:: Directive ::
State how many lines in the records below contain the string "windshield", treating uppercase and lowercase as different. Give only the number.

>> Begin The data

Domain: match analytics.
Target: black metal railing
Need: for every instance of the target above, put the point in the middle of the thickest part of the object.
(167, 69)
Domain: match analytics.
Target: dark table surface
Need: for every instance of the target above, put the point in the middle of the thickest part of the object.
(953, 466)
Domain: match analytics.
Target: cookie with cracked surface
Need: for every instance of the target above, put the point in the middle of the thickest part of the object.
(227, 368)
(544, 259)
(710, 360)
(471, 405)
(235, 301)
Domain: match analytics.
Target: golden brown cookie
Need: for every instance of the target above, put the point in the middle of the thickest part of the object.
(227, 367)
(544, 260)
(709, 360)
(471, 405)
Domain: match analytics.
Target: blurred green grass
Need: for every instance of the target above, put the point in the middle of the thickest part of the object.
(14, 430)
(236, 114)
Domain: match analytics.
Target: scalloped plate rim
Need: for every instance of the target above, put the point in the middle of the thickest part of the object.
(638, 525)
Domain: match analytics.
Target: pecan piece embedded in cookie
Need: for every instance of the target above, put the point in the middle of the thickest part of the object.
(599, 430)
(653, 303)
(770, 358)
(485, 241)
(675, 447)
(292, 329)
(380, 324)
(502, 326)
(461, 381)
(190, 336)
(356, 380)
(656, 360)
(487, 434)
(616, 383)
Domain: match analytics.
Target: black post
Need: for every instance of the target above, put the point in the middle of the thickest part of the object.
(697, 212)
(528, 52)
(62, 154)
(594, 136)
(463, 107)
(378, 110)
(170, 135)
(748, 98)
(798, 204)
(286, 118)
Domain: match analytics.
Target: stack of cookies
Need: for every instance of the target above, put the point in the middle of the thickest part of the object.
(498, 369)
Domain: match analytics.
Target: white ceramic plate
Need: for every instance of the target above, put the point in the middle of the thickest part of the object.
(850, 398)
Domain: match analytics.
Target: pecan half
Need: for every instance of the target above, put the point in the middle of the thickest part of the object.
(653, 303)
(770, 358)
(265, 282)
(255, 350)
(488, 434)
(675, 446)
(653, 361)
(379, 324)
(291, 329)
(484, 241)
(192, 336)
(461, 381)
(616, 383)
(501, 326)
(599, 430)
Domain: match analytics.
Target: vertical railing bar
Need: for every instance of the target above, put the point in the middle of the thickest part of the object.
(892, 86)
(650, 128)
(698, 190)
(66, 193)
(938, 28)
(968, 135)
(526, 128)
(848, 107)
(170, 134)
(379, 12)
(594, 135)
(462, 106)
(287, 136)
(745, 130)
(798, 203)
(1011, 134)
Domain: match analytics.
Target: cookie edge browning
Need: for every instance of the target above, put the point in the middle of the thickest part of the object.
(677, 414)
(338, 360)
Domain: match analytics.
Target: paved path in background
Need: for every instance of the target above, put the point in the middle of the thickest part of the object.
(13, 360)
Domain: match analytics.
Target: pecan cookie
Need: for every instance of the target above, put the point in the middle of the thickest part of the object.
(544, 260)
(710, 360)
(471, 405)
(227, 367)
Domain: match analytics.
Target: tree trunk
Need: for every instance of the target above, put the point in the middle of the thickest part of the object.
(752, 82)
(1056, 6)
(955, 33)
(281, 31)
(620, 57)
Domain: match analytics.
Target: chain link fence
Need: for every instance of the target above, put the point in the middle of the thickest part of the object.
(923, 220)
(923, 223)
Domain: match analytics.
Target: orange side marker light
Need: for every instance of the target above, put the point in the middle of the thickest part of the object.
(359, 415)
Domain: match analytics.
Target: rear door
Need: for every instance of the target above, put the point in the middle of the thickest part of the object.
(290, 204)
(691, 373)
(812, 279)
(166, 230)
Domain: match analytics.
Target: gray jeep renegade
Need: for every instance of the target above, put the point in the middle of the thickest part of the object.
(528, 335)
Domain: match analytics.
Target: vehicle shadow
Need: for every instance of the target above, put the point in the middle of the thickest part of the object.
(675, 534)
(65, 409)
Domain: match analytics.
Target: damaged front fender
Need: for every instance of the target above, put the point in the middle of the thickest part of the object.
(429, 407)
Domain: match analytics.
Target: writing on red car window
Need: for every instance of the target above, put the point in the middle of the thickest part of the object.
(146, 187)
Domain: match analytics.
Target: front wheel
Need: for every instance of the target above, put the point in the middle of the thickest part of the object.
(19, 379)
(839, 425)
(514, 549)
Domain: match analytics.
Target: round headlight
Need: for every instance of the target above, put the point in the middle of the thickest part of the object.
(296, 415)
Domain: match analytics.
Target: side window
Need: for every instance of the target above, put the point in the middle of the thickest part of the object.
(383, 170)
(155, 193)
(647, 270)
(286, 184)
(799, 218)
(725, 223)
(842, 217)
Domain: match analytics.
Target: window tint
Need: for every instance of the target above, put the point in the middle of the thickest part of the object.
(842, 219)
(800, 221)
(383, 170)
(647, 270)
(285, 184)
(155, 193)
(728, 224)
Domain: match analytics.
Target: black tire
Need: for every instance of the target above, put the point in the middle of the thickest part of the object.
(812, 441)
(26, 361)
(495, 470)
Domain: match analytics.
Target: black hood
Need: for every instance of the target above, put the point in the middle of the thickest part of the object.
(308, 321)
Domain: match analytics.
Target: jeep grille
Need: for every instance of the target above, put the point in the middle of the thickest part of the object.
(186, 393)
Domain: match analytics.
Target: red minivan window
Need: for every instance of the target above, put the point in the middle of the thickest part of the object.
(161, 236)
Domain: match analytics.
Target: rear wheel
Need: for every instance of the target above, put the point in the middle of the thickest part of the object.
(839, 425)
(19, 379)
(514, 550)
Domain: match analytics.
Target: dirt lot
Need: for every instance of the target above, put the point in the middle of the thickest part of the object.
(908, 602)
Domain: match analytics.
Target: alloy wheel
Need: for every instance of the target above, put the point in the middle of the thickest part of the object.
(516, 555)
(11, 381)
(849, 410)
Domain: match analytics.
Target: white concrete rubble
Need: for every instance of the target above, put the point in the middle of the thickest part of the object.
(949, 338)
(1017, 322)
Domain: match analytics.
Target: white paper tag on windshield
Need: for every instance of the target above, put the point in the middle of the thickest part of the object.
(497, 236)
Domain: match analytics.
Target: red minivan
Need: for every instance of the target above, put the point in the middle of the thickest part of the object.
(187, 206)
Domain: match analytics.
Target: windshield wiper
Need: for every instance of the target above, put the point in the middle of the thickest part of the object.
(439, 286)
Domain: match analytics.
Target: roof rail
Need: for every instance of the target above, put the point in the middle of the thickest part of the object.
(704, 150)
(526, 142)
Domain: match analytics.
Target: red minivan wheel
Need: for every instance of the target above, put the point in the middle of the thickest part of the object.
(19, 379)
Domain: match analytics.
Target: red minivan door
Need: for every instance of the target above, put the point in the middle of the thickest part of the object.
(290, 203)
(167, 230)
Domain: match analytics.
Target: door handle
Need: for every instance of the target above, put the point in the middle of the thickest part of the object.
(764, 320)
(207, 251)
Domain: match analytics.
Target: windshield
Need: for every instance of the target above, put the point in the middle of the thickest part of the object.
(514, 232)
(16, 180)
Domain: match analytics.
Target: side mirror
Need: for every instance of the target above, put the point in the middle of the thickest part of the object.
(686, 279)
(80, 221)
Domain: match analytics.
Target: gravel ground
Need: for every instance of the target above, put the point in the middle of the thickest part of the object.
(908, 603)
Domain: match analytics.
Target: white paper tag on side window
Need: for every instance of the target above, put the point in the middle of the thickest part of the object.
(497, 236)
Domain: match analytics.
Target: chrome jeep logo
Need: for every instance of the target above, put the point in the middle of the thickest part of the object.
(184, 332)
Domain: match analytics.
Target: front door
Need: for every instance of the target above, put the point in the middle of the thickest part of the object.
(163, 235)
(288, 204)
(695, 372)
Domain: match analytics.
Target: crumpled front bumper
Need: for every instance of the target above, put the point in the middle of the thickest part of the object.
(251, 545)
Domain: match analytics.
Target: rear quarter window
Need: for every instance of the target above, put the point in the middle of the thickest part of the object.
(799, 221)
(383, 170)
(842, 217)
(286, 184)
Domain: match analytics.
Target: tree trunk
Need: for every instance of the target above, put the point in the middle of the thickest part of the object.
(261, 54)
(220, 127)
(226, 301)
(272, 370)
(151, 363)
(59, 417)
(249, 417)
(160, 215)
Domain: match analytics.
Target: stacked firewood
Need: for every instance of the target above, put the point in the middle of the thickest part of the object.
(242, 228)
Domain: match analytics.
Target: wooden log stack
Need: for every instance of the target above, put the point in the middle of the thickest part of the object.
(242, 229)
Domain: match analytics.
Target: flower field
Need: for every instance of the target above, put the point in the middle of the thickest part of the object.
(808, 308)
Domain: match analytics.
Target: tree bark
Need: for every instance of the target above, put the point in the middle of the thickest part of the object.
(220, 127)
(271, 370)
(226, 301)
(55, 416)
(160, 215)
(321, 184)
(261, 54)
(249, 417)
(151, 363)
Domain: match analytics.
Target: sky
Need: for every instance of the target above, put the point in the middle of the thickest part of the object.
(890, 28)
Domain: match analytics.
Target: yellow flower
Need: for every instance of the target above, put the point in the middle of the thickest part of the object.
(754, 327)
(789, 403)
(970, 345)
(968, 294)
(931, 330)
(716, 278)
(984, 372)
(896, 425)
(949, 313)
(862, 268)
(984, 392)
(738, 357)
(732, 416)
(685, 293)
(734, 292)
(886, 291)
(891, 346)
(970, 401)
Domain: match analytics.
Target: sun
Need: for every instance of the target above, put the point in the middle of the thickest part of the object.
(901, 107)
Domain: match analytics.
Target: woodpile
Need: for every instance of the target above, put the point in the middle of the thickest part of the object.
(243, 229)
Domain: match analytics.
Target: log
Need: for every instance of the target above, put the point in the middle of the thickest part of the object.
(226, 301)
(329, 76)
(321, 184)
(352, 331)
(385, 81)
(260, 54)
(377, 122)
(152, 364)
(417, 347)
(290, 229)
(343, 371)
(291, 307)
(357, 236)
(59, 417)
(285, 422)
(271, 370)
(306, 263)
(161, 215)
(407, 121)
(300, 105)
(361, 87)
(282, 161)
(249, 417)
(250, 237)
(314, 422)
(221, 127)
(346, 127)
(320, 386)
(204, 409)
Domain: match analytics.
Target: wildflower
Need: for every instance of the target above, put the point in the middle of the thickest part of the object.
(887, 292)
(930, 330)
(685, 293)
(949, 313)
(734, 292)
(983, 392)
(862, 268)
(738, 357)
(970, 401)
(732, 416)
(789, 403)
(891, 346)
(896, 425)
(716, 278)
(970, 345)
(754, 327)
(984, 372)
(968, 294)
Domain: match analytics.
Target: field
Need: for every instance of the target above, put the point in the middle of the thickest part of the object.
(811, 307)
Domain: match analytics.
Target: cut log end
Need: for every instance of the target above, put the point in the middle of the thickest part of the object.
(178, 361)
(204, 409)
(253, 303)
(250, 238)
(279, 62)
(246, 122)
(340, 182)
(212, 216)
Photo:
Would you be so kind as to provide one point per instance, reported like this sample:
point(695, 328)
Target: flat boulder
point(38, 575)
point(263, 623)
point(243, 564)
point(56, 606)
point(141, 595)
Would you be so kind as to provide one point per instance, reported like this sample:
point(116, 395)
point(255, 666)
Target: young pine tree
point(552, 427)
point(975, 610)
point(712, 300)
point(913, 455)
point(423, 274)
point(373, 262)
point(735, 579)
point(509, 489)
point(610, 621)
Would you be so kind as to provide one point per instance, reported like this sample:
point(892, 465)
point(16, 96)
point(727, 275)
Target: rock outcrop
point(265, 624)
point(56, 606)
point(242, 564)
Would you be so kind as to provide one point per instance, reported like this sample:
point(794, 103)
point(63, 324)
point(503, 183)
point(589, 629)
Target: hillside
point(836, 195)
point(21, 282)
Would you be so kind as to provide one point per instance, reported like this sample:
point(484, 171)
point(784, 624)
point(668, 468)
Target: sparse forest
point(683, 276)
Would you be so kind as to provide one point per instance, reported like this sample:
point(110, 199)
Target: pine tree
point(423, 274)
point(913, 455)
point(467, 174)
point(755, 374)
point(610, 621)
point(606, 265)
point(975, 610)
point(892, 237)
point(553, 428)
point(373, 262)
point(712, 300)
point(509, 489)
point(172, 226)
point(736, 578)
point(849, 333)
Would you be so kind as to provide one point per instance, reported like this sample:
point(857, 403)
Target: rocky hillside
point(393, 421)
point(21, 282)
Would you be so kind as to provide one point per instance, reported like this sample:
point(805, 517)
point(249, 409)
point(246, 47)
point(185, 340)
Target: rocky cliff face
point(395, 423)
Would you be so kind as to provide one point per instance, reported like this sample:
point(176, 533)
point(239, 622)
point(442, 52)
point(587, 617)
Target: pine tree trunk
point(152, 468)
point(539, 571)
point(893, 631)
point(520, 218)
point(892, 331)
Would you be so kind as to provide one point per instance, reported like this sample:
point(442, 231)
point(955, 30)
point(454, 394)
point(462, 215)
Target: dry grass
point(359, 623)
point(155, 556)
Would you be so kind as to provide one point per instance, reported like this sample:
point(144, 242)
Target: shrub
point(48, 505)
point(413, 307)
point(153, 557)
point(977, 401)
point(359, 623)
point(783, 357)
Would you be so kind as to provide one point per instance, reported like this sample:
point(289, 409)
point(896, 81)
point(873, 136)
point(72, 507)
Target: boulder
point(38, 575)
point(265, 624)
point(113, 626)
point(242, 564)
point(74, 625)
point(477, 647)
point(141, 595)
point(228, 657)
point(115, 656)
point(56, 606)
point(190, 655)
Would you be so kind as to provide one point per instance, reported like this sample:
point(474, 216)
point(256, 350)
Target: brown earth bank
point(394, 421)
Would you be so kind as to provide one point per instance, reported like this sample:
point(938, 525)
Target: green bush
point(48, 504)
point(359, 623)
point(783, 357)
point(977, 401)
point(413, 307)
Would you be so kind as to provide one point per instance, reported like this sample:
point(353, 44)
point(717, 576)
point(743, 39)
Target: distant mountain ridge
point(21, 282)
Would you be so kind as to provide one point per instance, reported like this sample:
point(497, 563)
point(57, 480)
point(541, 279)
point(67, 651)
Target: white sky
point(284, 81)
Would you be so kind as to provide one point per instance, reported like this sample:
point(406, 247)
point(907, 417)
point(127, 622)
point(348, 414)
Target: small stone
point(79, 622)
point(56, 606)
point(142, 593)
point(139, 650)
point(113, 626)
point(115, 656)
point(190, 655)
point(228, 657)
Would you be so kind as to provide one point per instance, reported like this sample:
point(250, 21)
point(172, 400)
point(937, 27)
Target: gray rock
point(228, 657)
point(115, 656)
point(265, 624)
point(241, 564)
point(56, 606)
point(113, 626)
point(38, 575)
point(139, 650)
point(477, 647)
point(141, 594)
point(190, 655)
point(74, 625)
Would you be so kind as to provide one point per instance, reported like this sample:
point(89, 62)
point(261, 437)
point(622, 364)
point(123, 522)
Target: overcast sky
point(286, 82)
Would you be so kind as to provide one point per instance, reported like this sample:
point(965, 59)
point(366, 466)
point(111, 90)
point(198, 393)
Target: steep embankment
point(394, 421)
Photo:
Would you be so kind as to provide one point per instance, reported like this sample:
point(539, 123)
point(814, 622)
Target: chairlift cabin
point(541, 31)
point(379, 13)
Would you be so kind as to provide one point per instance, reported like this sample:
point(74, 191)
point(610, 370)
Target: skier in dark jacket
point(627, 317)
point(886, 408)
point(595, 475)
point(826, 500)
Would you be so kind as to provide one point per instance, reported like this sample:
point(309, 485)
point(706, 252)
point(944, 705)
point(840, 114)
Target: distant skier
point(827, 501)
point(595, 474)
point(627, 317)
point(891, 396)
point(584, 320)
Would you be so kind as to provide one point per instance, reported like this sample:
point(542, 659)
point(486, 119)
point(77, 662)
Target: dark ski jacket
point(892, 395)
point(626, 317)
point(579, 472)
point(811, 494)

>> End The data

:: Result for this task ::
3